Given exercise: A verbatim copy of the records is required, with all pictures left out.

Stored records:
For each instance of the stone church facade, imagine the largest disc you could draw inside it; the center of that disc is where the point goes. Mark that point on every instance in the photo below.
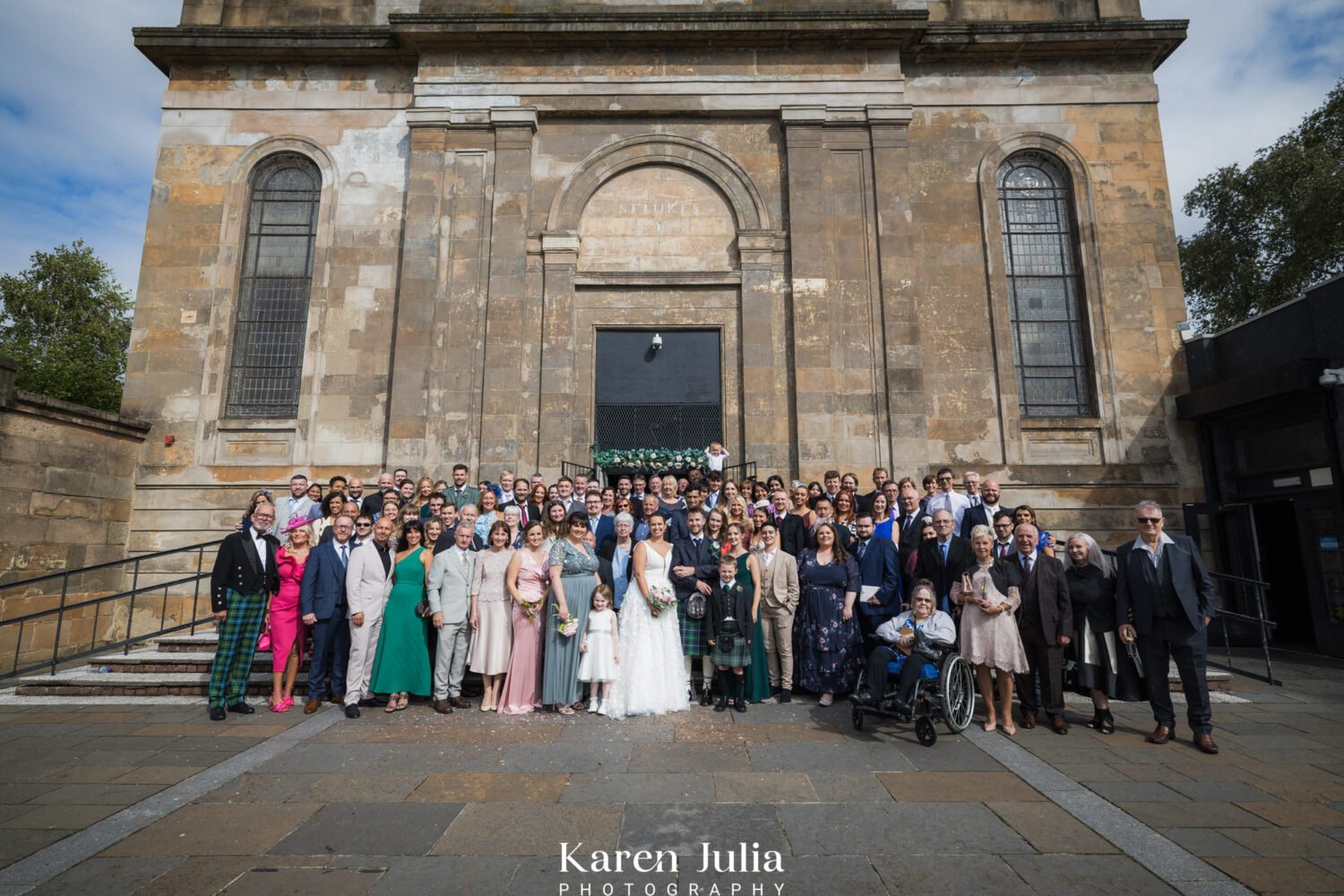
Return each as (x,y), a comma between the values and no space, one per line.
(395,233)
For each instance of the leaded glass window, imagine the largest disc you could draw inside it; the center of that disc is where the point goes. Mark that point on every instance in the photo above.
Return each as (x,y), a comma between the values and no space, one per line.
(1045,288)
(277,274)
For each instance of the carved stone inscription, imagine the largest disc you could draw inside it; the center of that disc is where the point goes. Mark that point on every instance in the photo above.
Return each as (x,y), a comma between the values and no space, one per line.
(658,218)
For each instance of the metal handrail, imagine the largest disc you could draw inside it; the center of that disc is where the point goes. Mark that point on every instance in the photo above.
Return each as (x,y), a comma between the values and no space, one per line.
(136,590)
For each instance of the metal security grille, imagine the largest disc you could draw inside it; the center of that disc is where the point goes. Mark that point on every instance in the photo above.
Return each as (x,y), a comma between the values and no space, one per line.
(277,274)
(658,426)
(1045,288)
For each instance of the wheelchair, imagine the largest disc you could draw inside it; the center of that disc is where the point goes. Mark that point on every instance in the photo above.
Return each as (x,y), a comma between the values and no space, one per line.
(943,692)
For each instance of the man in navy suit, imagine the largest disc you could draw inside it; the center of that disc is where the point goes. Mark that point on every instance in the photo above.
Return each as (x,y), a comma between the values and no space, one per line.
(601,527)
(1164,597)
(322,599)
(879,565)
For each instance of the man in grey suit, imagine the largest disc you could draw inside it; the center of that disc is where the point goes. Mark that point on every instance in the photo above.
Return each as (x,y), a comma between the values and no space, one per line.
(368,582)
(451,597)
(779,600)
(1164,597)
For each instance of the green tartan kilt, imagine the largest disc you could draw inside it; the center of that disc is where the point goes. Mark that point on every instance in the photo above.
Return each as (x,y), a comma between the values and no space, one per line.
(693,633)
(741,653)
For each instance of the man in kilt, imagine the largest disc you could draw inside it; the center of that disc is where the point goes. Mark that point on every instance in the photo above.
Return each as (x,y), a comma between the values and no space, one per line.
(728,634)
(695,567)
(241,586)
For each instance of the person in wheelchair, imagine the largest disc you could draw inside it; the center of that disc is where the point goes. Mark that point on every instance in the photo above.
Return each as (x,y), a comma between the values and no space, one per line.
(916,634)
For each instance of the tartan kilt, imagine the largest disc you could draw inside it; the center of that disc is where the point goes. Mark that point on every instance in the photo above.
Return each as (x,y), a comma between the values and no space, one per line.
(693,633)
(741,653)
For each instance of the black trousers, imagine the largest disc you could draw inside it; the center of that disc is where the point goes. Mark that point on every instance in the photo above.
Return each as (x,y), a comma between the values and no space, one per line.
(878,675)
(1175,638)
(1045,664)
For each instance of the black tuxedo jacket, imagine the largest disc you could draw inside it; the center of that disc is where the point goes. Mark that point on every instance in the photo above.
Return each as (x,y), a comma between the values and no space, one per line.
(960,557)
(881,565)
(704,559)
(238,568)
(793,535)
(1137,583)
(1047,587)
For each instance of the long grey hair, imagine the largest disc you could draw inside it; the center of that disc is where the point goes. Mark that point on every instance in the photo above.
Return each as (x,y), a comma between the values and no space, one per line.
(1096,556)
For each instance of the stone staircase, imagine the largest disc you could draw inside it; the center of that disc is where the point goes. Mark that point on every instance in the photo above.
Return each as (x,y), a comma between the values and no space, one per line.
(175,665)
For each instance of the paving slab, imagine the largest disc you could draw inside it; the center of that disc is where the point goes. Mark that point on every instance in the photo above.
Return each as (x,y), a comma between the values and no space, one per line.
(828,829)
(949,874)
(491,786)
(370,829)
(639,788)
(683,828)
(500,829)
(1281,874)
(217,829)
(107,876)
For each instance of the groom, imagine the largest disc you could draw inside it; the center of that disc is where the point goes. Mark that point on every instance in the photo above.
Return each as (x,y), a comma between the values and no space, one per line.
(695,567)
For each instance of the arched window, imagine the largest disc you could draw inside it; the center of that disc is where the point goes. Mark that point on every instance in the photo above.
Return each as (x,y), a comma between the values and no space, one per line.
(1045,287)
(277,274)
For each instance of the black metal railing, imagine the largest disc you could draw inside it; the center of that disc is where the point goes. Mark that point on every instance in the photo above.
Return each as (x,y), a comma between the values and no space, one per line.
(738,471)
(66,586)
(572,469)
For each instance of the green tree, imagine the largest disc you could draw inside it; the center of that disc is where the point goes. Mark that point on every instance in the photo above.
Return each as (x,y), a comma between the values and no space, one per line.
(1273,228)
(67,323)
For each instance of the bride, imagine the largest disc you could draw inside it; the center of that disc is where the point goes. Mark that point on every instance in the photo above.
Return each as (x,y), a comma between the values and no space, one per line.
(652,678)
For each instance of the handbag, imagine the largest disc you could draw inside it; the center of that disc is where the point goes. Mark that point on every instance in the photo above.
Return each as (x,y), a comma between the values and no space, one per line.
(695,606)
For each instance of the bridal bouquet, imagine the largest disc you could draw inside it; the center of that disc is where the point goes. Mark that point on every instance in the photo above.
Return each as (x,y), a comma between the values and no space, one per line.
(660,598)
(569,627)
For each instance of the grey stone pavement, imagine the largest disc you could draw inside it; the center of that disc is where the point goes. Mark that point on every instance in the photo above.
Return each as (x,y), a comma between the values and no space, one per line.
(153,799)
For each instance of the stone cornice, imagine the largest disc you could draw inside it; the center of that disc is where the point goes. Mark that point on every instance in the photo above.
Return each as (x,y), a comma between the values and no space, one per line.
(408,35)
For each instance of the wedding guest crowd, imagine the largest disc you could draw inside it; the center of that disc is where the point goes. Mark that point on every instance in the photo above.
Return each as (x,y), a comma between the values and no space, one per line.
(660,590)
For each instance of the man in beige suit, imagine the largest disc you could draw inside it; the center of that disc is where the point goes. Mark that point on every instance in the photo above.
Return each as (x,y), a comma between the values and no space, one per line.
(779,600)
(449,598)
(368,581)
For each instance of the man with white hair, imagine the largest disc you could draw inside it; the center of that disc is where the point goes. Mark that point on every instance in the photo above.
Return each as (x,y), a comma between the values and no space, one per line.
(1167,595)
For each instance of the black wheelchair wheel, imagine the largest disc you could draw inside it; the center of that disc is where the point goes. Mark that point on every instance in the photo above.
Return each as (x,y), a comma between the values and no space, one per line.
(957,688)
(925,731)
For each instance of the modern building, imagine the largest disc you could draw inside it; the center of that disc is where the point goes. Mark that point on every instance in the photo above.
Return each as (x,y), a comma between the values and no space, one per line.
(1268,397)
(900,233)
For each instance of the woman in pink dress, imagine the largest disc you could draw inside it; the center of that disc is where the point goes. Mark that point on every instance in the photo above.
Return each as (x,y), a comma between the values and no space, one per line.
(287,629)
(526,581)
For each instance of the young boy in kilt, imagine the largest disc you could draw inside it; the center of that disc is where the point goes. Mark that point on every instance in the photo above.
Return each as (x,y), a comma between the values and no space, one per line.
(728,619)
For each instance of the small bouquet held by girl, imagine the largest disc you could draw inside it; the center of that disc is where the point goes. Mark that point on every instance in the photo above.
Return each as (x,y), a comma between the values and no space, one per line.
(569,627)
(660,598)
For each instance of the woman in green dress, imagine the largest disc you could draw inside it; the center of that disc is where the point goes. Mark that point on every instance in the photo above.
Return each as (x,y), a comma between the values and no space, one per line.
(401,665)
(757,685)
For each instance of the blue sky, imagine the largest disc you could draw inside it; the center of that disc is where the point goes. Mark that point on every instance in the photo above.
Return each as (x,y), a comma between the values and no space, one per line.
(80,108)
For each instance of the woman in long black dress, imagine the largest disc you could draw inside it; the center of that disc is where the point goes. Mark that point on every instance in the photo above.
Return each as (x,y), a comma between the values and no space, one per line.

Answer to this exercise:
For each instance of the stone church facade, imagine the largest disc you could draw inside it; the center of that disc is where the point goes. Mark that point on every instance in the photo below.
Return each as (x,y), a comma between the values and no space, one per line.
(395,233)
For each instance of the leaded glass window, imagine the largest disc you could draw inside it; the center of that disc is where the point goes. Mark that point on every instance in the photo above.
Return each as (x,y), a comma between the values and no space, one per line.
(1045,288)
(277,274)
For each instance of the carved stone inscription, imagine the largest disc you could draw inside it; the center of that disc is where the point goes. Mark that point on every instance in the photo above.
Return each as (x,y), a comma between the values and no space, one per line.
(658,218)
For each instance of the metal handrail, imagine the largest disc you could draw inside it; the center of that disc is where the point goes. Mark that point on every instance in the photo above.
Return each as (x,y), a comma between the values and no space, one per line.
(136,590)
For each instance of the metal security grille, imagine the largest disc you could draw inside it; the center of that disc is where the point goes. Mark that point on every instance in the photo above.
Return each as (x,y), a comma between the values and no space, one per line.
(277,274)
(658,426)
(1045,288)
For each instance of the wheelchair, imagine the largest disc you could draw inside it; the center of that disc is where the point goes. Mark that point on every instance in the photo above.
Return each as (x,y), a comma between the values and no space, one per line.
(943,692)
For each instance of the man in navy suit, imagine the largest disc you could draw inside it; the center of that disc is where the point goes. Mark that point on every instance in the photo above.
Return each as (x,y), a comma between the values and no space, one per line.
(601,527)
(1164,597)
(322,599)
(879,565)
For each instance of the man in grey suit, imagine the largest disc you could draw inside it; the center of that disc is where the point goes. Mark that point on every instance in the photo above.
Return each as (x,y), a comma between the values and no space, one per line.
(368,582)
(451,597)
(779,600)
(1164,597)
For each instance of the green tartan kilt, imagine the largest disc you could draw inside it; the center of that disc is where the point goes. Mark that point on every instance in the photo above.
Return each as (x,y), a comma between the values and no space, one per line.
(693,633)
(741,653)
For each instance of the man in kilt, imagine the largest disc you could draw inside it; the center of that disc is where the point goes. Mark that point on every instance in the photo above.
Return each as (x,y), a comma between the values and no space, one per line.
(728,634)
(695,567)
(241,586)
For each instance of the person in wheelchair, imagine the largest disc you could draw inside it; the center of that disc is where the point goes. Mark that point on every instance in the photo above.
Return each as (x,y), a comma between the values and no space, one per line.
(916,634)
For each instance of the tartan kilt, imagine the largest disc you could draw inside it; the center of that disc is where the point goes. Mark that point on every instance in the photo above.
Return each as (x,y), a comma between the values and no space, one per line.
(693,633)
(741,653)
For each instance of the black trousers, imagine the largest disc you could draw inside it; the center of that disc is where the point goes. Mark that point on every instance in the photo above.
Return each as (x,y), a comma between the values and no space, one per line.
(878,675)
(1175,638)
(1045,664)
For each instance of the black tuxedo jacket, imagine the largest disc you could draw inside it; the center of that disc is where the point goes. Mark that point on every instance in the photo above.
Return each as (x,y), a comma between the values and no space, one per line.
(960,557)
(881,565)
(704,559)
(238,568)
(793,535)
(1137,583)
(1047,587)
For each instance of the long grey hair, imagine the largest disc you could draw inside it; the center of that disc is where the point goes. Mark that point on every instance in the photo above.
Return each as (x,y), a comma between the values and no space, one per line.
(1096,556)
For each instance of the stone staircase, imagine the largest disc you could draw inside it; the center of that disc is where the point goes. Mark that point on every instance in the photo above.
Return each as (x,y), a comma between the values and no space, one per line.
(175,665)
For each instance of the paving slab, imagine the largest disc you could draw inside it; the center of that disc is where the point goes. Mark that point on every instance in the photo above.
Return each as (x,y), a comma between the values and no space, one per line.
(828,829)
(949,874)
(491,786)
(370,829)
(639,788)
(683,828)
(500,829)
(1281,874)
(217,829)
(107,876)
For each instance of the groom, imagine the largest disc you could draw inside it; the center of that disc is where the point goes. Mark that point on every instance in the photo above.
Return each as (x,y), a comma between the values and no space, one per line.
(695,567)
For each instance of the arched window, imagine the largest disc you could draw inside it; the center of that disc is where the point goes. Mark that point on every instance in the photo above.
Return each as (x,y), a comma between the values and no space, one per line.
(1045,287)
(277,274)
For each instance of the black metal railing, imagine the largest disc you could draw inside it; the center of that disc is where the point goes. Mark that point on every instance in the photo above.
Return each as (x,y), a comma between the values and no space, one per line.
(738,471)
(66,586)
(572,469)
For each instance of the green tree, imagine the largest disc you could draw inside it; the center of that disc is where the point goes. Mark that point on every instance in the photo above.
Return each as (x,y), a comma between the values and no space, one per line.
(1273,228)
(67,323)
For each instance of the bride, imagine the largest disc you could draw inside it; the center of that disc is where the point goes. Mark that point on every instance in the photo above.
Return each as (x,y), a comma between the values and no space, one per line.
(652,678)
For each instance of the handbag, imagine the largest disc you could draw inside it; the center of that disc is where the point goes. Mark that point on every instance in the photo above.
Return each as (x,y), a comma between the values and no space, one per line.
(695,606)
For each instance of the bridal bouquet, imagine the largest disc you could draw inside it; the center of that disc is where the point goes. Mark that point on every instance in the photo above.
Return each as (x,y), a comma between the values and no space, one per line.
(660,598)
(569,627)
For each instance of the grey stone pavement, imagine the largest disc you could draw inside it; the center of that disc is where the point goes. Mark that point on every instance in the photo above.
Return each as (x,y), a comma between the values and no space, one per line.
(153,799)
For each instance of the stone cornice, imagine the largest disc you could draw inside it; the center of that disc is where the point goes. Mark that point on every instance in the photo above.
Return each as (x,y), a comma between the values and no space, one per line.
(408,35)
For each instance of the wedding guest crowd, imagine the largest disc you could draw inside it; the center of that disc is where the point goes. Mark that point on every instance in the photo above.
Return each as (x,y), a comma between the values and no space, one per line.
(660,590)
For each instance of the man in beige suit, imagine the largest disc you could draw inside it; the center of that disc is where the point goes. Mark that point on every instance in the photo above.
Return each as (x,y), a comma between the values and no space, one per line.
(779,600)
(449,598)
(368,581)
For each instance of the man with white hair, imagine the largest disc you could draw inside it; the center of that disc is where the point goes. Mark that point on every instance in the photo above.
Return each as (x,y), a comma between the values and no space, one per line.
(1167,595)
For each instance of the black wheelchair wheel, imagine the largest disc you could draw inside it; the center of that disc is where the point goes. Mark that point on every instance in the photo above.
Return each as (x,y), a comma between the values and no space, one per line.
(957,688)
(925,731)
For each instance of the modern building, imagine the largest disc you could draw inside it; the center of that disc is where the point goes. Mark that point on every instance in the photo above.
Return each as (x,y), a comma between the values and no space, one per line.
(1268,397)
(900,233)
For each instance of the woman in pink dress, imagine the largest disc you could draw inside it; the center of that disc is where the point goes. Mark that point on every instance in the photo above.
Return each as (x,y), a comma between the values and no space, one per line.
(287,629)
(526,581)
For each instance of the young boy in kilt, imagine the largest disc you could draw inside it; the center of that disc is where the point goes. Mark that point on every instance in the photo above.
Return each as (x,y), a comma between the values and no space, one per line.
(728,619)
For each instance of the small bouquet held by girl, imagine the largest disc you could draw inside it; the center of that disc is where the point goes. Mark that point on every instance in the photo above.
Return each as (x,y), a comma between the values and no space, one per line.
(569,627)
(660,598)
For each instance of the woman in green dress, imagine the largest disc you could draw inside it; the center of that disc is where the point goes. Mark that point on every instance in the photo above.
Return each as (x,y), a comma between the values and no space, one per line.
(401,665)
(757,685)
For each instance of the blue sky, imagine the largest disc you could draw inside it; the center of that disc is where the point goes. Mark that point on every instance in the photo above.
Return each as (x,y), a comma between the values and no space, one per line.
(80,108)
For each instance of the woman in long black dress, imagine the largest disc you could draw inside it; the center of that disc is where the point goes. Mark that point on every instance in the photo above.
Return each as (x,y), a comma between the values and no space, one per line.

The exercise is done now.